The Super Commitee and Cigna
The Joint Select Committee on Deficit Reduction – the “Super Committee” – is charged with reporting legislation by November 23 to achieve $1.2 trillion in deficit reduction over the next decade. Reducing the federal debt held by the public by this amount would be a positive step in stabilizing debt, which is now nearly 70 percent of Gross Domestic Product , and placing the country on a more stable economic path going forward. All business sectors would benefit from this public debt reduction and the potential that it holds to help slow the rate of growth in health care costs.
However, the November 23rd legislation is only a first step; additional action beyond the $1.2 trillion will likely be required. Fundamental reform to both the federal tax code and federal entitlement programs will be required to both stabilize and further reduce projected federal debt.
The major factor contributing to growing federal spending and deficit over the next decade centers on public health care programs; specifically Medicare and Medicaid.

Exercise goal —
Answer these questions using the passage on the Super Committee:
(a) By what date must the committee report legislation?
(b) What share of Gross Domestic Product does the federal debt now nearly equal?
(c) Which two public health care programs does the passage name as the major factor in growing federal spending?
The entries come from a separate, unrelated source.

Given information —
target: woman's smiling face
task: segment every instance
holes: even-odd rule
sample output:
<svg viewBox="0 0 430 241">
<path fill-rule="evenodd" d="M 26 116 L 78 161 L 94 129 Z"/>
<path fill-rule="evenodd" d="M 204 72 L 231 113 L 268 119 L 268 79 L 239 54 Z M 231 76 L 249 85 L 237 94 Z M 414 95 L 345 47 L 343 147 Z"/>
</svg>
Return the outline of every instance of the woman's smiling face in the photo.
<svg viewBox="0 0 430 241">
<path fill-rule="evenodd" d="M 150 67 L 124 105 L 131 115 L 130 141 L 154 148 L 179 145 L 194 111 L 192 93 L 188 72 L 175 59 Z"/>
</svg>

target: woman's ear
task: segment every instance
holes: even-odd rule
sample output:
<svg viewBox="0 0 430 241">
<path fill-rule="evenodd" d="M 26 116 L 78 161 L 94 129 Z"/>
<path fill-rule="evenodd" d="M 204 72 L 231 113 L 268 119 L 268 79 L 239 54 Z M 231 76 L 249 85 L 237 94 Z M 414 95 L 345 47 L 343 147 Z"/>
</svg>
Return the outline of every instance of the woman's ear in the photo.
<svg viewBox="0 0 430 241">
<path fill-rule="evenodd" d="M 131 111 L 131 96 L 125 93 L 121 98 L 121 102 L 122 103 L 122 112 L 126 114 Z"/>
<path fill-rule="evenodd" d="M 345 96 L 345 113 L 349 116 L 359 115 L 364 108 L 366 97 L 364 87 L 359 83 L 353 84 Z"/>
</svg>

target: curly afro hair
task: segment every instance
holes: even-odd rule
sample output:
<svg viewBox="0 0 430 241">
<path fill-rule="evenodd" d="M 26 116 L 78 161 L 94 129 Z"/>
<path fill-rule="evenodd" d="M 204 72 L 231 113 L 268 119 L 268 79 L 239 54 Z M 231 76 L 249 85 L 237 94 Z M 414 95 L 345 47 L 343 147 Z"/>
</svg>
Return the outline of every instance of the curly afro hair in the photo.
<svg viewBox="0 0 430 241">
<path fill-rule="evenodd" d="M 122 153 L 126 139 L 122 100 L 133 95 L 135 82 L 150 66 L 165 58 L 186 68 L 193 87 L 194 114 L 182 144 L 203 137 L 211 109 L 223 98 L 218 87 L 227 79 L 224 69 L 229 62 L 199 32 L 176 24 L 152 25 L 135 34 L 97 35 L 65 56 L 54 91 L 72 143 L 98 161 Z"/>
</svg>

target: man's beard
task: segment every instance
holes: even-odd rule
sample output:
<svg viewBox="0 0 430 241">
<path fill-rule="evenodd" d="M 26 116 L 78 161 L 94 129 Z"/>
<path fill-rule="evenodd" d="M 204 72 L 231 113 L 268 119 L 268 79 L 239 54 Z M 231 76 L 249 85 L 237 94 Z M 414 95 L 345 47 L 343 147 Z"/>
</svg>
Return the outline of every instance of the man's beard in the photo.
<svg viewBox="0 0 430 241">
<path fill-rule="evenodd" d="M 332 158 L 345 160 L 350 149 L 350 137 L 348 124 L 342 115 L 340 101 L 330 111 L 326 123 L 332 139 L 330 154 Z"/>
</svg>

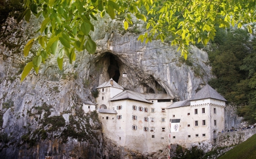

Task output —
(a) November 23
(b) Nearly 70 percent
(c) Medicare and Medicaid